◆ PROBLEM DESCRIPTION
Lines holding the word "cloud" are the ones to copy from the data below.

◆ Stored entries
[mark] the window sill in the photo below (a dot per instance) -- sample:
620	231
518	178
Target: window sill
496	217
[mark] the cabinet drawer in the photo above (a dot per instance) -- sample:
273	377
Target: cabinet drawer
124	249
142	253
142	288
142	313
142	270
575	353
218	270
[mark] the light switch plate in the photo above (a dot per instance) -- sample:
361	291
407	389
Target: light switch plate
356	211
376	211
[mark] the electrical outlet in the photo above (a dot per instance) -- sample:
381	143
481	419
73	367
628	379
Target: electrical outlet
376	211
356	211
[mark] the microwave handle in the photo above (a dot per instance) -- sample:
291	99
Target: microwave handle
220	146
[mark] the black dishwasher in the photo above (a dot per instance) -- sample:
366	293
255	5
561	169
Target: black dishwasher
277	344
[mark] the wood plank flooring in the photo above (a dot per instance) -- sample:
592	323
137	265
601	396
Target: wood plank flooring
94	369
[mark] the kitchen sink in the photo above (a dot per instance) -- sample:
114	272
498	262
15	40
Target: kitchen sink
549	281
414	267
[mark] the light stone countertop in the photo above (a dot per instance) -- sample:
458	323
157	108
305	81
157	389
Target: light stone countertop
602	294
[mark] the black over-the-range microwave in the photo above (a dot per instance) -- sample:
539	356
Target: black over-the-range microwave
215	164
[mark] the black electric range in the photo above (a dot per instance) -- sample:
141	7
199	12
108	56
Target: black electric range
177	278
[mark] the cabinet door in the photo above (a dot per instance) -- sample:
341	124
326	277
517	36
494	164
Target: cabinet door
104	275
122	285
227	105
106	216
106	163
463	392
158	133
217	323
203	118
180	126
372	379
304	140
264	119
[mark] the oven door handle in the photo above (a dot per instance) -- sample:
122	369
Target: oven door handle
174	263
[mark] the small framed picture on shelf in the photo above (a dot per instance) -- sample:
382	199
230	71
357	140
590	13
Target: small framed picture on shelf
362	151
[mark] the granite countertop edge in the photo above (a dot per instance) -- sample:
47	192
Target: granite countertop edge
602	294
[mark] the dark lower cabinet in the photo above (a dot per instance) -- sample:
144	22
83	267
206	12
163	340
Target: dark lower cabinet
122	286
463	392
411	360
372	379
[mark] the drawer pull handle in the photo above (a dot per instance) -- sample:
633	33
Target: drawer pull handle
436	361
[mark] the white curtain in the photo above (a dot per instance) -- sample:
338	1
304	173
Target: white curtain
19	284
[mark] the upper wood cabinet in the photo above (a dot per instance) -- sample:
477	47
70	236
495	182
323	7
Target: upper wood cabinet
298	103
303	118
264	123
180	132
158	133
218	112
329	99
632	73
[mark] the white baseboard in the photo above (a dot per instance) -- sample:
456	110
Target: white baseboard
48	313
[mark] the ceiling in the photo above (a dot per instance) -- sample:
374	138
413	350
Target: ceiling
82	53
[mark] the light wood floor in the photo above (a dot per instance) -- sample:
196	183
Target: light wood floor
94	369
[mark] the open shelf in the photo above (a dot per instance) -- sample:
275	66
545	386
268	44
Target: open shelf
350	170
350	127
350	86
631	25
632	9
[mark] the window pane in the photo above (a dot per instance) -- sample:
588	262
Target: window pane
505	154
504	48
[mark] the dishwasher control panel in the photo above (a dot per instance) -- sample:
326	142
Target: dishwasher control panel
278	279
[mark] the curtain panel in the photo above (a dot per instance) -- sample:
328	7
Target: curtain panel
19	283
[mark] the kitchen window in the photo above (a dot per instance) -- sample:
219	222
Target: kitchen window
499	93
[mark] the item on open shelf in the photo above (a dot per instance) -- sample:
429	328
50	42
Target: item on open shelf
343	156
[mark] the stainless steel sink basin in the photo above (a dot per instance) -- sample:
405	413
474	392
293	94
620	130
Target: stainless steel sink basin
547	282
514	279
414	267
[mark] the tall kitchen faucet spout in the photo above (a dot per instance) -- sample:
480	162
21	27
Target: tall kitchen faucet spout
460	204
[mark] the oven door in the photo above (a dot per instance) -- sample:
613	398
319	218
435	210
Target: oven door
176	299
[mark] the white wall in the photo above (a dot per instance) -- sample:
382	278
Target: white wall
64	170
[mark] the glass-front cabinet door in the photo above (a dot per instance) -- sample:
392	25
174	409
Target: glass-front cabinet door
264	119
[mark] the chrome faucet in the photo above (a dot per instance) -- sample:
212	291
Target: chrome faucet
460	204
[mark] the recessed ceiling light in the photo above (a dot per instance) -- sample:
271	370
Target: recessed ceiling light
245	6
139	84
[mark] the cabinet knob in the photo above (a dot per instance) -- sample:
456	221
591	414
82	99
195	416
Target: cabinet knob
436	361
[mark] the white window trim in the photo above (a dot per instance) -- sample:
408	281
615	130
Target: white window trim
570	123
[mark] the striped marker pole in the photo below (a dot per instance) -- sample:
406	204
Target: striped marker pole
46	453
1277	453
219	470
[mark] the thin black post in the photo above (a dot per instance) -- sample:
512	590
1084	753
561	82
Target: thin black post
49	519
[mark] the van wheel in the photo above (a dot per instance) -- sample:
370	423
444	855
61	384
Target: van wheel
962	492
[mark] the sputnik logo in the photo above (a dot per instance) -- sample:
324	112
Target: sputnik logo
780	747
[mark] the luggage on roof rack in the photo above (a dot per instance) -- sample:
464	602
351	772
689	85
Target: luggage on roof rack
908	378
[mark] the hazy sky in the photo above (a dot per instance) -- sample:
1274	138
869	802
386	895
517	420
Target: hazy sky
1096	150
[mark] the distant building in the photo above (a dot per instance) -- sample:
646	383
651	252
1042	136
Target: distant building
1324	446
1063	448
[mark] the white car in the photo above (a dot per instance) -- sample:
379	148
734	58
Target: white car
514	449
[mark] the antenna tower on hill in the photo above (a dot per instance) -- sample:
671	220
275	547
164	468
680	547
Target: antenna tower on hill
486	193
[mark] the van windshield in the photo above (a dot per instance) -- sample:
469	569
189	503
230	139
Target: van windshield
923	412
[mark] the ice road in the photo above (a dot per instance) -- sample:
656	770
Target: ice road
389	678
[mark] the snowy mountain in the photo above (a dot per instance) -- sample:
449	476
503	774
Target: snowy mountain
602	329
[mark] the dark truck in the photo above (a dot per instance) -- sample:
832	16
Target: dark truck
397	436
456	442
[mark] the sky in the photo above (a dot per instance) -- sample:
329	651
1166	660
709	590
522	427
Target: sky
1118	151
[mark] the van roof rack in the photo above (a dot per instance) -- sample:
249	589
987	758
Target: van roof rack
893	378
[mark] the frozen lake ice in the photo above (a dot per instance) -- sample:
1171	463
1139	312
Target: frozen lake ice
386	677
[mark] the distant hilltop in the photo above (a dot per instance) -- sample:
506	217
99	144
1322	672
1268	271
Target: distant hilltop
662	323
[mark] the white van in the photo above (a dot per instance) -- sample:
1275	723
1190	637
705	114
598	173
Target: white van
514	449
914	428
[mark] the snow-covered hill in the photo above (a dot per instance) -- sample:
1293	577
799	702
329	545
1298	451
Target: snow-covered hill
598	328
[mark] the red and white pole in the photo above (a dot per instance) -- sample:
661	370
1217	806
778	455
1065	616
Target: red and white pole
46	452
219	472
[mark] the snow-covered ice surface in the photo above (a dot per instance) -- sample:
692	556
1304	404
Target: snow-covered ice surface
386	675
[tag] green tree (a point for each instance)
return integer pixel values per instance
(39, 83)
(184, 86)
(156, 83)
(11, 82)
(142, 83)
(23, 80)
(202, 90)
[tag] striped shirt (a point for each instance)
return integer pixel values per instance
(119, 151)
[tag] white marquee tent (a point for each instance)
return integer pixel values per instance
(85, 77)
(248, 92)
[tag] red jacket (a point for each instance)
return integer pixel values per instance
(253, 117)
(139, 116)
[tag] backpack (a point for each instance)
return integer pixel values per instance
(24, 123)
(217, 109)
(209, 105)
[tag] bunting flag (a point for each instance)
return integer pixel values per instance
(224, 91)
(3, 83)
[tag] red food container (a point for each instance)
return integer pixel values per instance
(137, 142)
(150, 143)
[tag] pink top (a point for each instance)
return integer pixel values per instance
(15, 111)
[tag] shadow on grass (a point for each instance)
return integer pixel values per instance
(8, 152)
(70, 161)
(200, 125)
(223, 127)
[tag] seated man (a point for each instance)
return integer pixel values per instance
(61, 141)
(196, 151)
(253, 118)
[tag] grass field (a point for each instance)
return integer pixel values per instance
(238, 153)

* * *

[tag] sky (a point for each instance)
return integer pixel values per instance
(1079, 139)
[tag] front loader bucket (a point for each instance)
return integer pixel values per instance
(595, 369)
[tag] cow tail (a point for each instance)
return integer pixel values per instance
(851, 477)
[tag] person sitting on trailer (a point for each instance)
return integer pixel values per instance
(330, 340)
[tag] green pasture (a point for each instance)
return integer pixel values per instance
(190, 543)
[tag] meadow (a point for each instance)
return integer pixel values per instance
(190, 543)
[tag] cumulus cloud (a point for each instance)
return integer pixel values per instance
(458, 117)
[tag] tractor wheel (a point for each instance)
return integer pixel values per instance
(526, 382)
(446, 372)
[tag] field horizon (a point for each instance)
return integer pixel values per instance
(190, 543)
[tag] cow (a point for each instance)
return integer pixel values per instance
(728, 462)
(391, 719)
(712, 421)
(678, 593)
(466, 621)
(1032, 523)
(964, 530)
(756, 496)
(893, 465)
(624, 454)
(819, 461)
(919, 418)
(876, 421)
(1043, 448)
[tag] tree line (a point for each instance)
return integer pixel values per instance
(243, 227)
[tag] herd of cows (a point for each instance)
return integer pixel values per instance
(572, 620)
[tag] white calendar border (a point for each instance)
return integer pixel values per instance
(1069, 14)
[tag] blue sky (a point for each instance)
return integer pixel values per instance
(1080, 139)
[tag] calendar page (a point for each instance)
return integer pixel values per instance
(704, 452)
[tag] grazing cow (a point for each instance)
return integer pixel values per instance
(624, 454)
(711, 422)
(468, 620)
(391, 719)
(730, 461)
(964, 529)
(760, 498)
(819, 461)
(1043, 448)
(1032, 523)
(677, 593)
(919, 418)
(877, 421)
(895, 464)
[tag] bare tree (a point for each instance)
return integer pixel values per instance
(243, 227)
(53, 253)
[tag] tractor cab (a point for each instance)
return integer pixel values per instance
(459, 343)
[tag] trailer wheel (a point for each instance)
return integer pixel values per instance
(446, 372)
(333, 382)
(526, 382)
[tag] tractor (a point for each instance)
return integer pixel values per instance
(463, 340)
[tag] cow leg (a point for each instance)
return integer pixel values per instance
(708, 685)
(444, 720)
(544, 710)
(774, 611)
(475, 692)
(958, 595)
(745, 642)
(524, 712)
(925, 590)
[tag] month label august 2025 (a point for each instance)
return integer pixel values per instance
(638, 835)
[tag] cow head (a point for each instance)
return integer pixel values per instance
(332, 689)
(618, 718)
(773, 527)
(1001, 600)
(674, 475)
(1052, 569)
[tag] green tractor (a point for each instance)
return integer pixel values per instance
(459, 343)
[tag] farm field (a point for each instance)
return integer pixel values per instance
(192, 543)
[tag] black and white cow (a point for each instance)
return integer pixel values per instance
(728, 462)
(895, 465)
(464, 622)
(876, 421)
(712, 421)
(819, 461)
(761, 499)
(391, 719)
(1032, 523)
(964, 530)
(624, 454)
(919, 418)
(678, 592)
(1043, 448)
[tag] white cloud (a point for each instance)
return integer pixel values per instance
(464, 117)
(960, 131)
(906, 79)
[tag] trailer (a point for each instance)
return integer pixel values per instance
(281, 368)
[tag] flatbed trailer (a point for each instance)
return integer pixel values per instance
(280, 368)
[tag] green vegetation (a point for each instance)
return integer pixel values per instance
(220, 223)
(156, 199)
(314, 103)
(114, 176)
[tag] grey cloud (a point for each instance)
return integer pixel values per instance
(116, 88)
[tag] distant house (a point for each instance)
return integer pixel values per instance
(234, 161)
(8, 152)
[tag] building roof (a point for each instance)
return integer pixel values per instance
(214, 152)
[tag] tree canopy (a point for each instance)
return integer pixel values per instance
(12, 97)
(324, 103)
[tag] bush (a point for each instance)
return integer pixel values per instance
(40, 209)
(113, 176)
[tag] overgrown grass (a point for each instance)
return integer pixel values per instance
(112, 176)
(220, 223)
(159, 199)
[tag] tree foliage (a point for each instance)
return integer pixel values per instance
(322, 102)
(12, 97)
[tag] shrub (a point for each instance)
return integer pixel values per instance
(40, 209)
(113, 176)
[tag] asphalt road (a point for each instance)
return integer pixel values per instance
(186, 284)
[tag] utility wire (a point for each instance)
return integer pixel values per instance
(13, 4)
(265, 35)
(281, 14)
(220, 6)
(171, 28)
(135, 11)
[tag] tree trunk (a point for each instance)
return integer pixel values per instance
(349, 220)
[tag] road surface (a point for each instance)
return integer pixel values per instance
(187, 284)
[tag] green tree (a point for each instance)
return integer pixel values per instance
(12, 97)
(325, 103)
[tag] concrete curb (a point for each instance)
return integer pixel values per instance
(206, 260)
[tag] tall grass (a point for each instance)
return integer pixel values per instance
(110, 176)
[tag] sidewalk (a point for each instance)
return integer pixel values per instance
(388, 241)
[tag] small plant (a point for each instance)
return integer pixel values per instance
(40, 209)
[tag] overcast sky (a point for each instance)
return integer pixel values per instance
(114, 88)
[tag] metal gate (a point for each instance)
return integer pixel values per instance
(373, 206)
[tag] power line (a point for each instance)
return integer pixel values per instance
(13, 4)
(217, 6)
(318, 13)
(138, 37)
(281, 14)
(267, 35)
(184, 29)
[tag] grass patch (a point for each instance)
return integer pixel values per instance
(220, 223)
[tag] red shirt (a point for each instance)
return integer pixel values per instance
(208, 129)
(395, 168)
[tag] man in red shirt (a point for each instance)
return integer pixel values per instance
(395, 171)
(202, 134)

◆ RESPONSE AREA
[tag] cumulus cloud (a point for each instance)
[tag] white cloud (a point for each instance)
[tag] grey cloud (a point for each instance)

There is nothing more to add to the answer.